▶ [EJERCICIO]:
Responde con datos del extracto:
1. ¿Ante qué institución denunció el Partido Popular a Fernando Simón?
2. ¿Qué nombre recibió, a partir de los 70, el romance de la izquierda con las minorías?
3. ¿Hace cuántos años despojó Trump a la derecha de esos rasgos?

▶ [EXTRACTO]:
Esto abre el camino para una derecha que sepa decirles a los trabajadores no solo que con ella la economía funcionará mejor (la obsesión tecnocrática que tan bien conocemos en España), sino que sus preocupaciones también las reflejará ella mejor. Que ella no acusará a un currante varón, por el mero hecho de serlo, de violador potencial; que ella no le forzará a “deconstruir” su heterosexualidad; que ella no impondrá a sus hijos “talleres de género” de dudosa moralidad.
Es todo un detalle que justo en la víspera de las elecciones norteamericanas el Partido Popular nos dejara claro a todos los españoles que él aún no ha captado esta idea: denunciar a Fernando Simón por chistes machistas ante el Instituto de la Mujer, como hizo esta formación política, puede darte ciertamente un par de titulares. Pero también te aliena las simpatías de cuantos no queremos gobernantes obsesionados con ir denunciando nuestras bromitas de mal gusto. El refugio del voto obrero no podrá hallar de momento asiento, pues, en este PP.
Cinco
Si la izquierda ya no es obrerista, como lo era en los años 60; si la izquierda tampoco vive su mejor momento de ese romance con las minorías que se llamó “New Left” a partir de los 70; entonces, ¿qué es hoy la izquierda? Y ¿qué es la derecha si ya no es liberalismo puro y duro, apertura de fronteras, pasividad conservadora ante la batalla cultural; si ya no posee todos esos rasgos de los que Trump la despojó hace ya cuatro años? ¿No vivimos en un limbo entre las izquierdas de antaño y las derechas ya viejas?

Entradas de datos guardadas
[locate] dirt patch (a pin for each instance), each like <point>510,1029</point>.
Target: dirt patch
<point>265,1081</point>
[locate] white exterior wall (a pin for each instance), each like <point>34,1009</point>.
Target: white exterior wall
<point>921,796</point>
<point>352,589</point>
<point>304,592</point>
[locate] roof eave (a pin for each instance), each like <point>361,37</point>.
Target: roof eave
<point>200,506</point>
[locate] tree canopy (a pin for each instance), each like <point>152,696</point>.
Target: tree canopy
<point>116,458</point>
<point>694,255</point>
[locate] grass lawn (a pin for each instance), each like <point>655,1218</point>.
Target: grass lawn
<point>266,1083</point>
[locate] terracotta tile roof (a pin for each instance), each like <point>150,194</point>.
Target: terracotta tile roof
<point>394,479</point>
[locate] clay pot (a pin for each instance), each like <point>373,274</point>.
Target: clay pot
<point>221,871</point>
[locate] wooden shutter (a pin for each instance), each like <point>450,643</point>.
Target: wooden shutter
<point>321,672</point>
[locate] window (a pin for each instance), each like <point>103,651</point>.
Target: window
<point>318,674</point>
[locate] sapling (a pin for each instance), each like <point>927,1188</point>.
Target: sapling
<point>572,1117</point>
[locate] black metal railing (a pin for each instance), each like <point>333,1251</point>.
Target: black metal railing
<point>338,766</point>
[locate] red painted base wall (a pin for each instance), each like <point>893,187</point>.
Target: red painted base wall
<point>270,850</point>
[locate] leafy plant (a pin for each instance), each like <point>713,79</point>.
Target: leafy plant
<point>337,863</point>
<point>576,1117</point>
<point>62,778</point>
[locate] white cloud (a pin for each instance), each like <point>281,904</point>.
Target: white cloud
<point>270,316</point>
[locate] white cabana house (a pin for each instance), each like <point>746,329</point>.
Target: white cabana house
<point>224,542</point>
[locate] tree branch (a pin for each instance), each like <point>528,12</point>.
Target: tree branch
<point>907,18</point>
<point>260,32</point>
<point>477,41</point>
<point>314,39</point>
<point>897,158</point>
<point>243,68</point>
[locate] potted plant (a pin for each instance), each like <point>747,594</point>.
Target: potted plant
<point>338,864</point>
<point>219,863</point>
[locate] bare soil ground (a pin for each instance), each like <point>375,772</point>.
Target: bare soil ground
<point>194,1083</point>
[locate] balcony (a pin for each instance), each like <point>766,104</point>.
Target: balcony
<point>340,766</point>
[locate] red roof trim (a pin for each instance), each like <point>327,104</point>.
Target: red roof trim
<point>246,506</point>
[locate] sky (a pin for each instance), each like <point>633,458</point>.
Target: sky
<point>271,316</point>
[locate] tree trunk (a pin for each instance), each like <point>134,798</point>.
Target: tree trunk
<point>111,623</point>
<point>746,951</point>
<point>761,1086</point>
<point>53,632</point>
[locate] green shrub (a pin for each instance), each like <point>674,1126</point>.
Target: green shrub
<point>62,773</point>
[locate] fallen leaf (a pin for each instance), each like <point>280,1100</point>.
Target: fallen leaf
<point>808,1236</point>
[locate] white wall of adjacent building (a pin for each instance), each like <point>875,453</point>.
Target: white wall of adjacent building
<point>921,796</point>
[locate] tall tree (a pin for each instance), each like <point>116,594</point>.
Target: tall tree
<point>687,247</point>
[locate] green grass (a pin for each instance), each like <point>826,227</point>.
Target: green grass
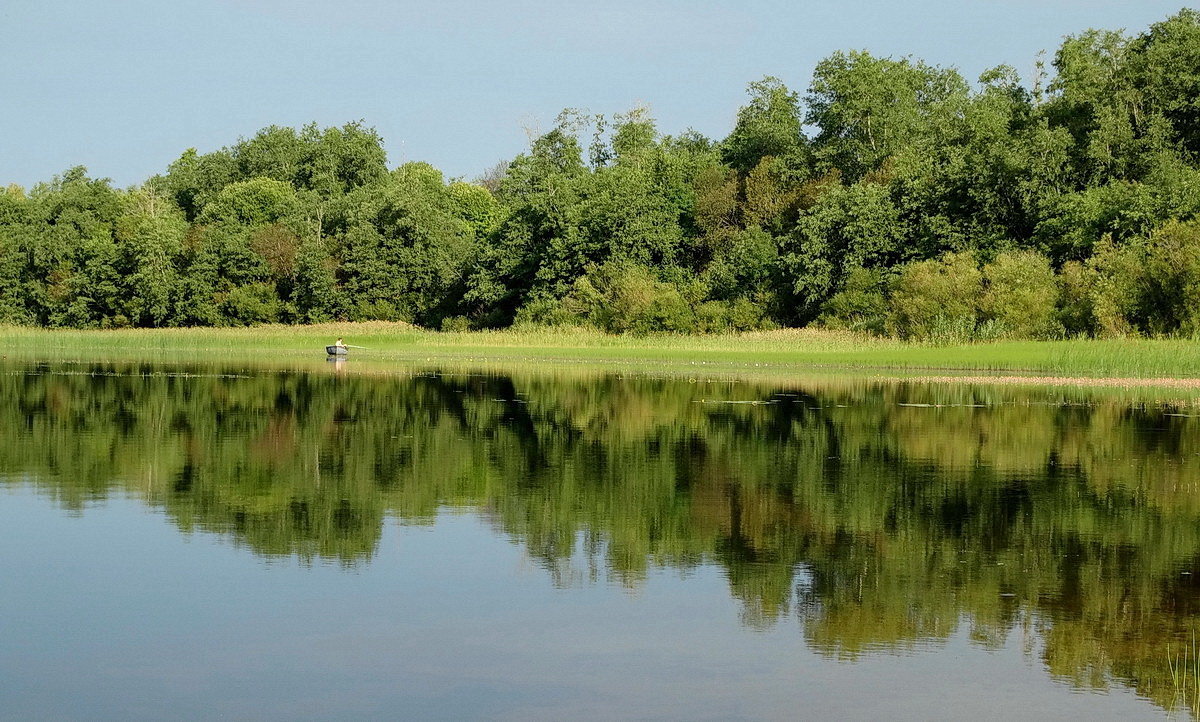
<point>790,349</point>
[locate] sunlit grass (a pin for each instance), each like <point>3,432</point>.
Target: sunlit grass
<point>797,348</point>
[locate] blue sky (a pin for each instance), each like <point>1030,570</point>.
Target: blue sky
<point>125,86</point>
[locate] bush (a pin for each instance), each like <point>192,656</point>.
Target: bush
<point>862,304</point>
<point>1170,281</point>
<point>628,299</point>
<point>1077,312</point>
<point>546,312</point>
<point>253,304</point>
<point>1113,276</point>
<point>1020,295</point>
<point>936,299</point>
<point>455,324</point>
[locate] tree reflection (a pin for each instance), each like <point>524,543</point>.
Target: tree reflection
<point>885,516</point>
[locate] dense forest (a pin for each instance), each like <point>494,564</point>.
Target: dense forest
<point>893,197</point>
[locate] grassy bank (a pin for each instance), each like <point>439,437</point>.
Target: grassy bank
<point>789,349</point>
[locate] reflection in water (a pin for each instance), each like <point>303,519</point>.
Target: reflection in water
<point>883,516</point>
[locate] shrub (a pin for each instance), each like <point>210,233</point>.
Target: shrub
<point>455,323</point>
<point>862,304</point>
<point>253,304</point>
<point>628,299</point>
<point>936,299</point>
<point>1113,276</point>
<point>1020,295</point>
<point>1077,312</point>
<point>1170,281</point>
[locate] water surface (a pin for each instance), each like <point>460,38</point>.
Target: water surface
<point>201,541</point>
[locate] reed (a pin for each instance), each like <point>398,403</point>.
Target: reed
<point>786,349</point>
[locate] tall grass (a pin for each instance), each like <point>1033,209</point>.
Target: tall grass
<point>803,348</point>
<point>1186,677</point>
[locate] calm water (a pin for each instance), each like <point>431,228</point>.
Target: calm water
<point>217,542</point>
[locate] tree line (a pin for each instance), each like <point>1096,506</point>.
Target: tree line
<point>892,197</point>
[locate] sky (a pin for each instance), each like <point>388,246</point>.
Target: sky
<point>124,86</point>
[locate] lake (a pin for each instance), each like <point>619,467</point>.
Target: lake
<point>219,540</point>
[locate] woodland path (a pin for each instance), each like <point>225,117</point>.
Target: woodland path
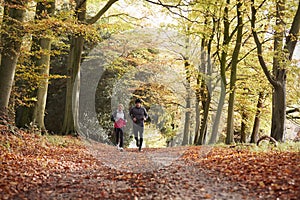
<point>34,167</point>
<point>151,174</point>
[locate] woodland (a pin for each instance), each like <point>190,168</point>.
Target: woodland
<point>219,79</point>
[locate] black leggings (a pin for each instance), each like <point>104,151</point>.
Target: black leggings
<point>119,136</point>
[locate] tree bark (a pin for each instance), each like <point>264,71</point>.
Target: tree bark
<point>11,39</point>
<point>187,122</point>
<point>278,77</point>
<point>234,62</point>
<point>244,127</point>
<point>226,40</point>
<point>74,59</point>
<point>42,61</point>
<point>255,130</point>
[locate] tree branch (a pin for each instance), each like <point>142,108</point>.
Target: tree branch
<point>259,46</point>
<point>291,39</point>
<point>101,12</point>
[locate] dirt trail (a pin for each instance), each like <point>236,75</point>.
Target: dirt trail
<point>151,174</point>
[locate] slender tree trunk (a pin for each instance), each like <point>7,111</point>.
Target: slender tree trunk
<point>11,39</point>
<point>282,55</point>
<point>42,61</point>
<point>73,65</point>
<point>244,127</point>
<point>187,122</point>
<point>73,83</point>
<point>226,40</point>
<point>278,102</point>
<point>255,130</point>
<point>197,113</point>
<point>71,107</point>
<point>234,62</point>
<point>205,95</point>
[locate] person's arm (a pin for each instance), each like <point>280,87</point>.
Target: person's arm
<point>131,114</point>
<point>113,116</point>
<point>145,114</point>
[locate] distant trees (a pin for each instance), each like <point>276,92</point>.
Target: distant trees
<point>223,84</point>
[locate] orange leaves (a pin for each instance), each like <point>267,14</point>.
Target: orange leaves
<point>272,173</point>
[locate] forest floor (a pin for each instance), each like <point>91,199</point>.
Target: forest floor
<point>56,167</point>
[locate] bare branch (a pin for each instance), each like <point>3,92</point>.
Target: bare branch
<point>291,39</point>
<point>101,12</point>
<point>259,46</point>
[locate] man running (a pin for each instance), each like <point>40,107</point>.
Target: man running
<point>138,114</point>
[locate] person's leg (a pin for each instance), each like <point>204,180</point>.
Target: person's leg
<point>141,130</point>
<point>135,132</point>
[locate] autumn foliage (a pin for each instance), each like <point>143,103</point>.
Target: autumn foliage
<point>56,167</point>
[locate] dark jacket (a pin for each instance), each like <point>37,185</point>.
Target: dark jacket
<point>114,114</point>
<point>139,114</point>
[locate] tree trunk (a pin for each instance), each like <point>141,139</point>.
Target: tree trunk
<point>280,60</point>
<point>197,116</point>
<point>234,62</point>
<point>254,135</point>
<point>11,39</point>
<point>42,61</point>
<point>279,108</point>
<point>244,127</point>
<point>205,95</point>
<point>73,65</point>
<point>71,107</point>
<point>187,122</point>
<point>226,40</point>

---

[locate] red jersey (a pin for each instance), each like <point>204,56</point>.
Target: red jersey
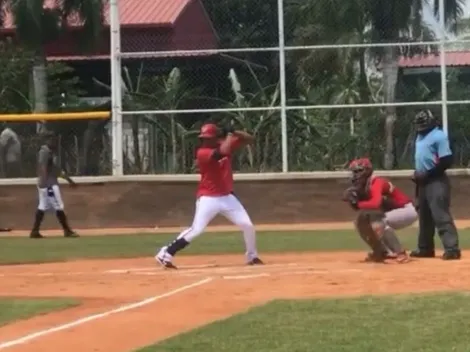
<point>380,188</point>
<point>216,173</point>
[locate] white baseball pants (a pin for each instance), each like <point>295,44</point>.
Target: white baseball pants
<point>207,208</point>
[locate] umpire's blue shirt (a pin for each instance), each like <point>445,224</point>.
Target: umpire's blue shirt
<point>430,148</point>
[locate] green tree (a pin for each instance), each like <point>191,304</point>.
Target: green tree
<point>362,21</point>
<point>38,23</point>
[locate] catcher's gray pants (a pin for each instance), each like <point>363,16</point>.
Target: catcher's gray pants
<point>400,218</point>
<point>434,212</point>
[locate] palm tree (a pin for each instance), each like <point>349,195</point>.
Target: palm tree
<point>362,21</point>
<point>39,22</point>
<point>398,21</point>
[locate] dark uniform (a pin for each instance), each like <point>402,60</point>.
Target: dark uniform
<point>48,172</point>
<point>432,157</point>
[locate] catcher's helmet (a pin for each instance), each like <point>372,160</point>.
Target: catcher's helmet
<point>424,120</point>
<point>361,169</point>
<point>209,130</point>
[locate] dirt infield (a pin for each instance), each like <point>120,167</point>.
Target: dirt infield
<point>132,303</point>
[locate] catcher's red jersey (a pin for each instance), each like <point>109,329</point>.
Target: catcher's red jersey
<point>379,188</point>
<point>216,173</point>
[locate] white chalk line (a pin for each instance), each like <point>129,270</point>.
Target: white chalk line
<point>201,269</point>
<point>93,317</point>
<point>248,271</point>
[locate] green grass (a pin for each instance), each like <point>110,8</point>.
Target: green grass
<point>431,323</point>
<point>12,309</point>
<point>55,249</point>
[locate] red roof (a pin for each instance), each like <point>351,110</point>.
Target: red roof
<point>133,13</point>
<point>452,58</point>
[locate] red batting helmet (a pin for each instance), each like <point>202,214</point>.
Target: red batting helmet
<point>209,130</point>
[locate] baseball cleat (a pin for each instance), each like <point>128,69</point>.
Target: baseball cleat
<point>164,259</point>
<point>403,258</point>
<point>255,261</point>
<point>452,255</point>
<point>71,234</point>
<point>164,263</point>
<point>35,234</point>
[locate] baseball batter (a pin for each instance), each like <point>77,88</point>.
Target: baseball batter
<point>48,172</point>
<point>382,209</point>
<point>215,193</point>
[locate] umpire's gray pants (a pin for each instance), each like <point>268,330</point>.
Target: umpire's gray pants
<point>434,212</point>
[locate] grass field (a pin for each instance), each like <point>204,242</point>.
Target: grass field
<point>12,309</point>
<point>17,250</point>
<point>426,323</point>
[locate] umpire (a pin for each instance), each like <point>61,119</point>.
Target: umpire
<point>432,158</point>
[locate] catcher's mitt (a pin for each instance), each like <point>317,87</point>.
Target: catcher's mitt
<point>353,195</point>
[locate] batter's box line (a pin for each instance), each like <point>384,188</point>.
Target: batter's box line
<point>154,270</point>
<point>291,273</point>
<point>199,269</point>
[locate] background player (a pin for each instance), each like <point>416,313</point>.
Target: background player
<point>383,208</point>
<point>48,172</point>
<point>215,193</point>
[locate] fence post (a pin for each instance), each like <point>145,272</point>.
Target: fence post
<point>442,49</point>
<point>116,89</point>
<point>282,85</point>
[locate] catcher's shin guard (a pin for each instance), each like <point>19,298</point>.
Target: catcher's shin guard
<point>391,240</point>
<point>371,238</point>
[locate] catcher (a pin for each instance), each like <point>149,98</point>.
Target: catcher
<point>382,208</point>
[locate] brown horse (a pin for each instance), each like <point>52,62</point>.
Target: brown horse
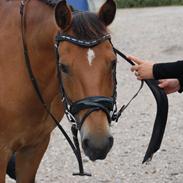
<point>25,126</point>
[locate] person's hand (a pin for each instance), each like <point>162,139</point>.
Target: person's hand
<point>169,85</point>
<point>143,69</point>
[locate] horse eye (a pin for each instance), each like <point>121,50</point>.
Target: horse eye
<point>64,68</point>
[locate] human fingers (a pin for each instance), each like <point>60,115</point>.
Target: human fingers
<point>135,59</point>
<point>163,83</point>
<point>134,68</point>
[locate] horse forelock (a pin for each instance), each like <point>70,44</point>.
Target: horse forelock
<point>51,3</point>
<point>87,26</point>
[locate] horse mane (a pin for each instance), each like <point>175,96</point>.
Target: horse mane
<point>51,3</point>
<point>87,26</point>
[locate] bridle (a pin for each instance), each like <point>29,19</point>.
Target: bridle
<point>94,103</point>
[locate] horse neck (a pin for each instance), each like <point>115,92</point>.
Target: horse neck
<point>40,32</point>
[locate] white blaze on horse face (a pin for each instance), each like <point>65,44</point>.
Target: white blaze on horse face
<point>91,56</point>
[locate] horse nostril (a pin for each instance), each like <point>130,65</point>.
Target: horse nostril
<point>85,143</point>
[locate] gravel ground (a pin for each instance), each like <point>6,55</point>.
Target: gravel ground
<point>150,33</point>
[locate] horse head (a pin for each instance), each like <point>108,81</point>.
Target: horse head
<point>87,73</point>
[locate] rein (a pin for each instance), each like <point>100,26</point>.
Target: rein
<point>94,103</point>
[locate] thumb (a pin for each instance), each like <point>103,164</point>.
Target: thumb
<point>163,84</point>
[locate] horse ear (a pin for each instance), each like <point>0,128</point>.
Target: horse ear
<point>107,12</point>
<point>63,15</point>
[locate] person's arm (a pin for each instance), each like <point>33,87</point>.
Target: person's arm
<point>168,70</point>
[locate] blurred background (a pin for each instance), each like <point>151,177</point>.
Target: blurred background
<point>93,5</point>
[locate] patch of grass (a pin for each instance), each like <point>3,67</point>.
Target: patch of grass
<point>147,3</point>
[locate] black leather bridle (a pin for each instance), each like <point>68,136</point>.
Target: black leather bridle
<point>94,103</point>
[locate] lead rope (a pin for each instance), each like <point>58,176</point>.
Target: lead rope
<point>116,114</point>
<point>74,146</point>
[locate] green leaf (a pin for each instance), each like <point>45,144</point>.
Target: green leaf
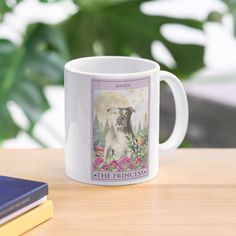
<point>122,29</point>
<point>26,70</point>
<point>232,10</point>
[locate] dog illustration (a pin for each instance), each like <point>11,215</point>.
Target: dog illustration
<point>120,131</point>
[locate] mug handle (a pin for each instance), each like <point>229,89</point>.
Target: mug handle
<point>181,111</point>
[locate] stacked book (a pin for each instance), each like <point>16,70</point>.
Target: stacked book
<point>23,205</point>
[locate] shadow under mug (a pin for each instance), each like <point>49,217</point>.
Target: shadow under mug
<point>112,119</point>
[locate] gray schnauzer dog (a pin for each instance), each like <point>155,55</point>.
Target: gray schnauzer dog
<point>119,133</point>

==

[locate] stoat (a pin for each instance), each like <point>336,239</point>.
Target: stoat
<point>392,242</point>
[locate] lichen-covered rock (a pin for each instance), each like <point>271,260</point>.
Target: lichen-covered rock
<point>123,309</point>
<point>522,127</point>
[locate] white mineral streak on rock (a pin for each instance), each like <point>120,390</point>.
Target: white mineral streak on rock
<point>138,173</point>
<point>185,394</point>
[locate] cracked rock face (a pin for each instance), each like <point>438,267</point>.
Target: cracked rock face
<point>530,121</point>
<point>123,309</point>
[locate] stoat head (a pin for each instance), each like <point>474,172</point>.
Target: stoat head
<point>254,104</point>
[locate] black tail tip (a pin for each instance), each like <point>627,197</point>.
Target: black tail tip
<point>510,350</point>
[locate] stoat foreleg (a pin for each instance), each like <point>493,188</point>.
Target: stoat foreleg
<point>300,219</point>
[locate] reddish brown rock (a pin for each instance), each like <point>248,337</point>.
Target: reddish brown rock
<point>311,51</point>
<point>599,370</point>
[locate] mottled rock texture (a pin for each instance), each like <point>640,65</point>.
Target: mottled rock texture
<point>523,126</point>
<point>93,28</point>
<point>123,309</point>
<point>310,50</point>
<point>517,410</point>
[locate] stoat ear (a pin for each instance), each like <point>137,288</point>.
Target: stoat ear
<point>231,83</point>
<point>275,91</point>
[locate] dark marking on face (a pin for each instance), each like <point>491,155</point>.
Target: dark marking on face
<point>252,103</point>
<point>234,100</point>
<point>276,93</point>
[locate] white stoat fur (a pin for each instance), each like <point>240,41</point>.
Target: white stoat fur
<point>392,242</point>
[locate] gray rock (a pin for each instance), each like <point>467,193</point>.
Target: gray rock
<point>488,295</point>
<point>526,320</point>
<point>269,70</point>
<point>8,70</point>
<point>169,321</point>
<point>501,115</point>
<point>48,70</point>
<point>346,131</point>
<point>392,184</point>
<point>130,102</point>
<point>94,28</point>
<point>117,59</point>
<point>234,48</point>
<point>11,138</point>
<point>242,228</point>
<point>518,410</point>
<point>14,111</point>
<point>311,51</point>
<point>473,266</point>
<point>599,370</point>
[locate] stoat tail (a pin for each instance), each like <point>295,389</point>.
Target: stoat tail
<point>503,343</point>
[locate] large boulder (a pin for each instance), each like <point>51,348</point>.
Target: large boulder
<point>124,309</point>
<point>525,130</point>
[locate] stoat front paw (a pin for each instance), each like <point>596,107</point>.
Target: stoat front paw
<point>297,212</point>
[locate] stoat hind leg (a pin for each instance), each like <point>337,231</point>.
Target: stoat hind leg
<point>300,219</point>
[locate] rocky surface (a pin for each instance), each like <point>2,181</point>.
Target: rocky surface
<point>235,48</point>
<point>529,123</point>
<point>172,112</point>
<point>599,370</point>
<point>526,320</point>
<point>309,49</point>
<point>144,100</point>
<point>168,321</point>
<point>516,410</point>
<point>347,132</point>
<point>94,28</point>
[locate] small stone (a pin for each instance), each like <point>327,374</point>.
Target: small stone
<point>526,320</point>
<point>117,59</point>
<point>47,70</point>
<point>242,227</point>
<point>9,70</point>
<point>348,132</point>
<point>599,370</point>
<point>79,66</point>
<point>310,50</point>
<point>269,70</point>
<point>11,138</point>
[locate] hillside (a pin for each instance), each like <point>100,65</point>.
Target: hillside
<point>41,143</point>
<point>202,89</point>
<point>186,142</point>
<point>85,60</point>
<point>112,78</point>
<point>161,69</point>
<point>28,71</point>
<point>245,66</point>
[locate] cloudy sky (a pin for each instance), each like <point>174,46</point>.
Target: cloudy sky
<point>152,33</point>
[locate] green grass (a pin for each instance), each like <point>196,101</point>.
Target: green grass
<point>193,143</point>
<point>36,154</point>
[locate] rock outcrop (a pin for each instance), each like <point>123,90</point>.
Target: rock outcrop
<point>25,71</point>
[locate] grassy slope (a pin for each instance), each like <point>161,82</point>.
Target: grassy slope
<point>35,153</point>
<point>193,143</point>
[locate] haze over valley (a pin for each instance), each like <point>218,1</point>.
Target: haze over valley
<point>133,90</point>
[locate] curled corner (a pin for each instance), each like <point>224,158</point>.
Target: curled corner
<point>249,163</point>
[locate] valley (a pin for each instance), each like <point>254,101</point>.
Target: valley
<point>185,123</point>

▶ [RESPUESTA ESPERADA]:
1. Ante el Instituto de la Mujer, por chistes machistas.
2. "New Left".
3. Hace cuatro años.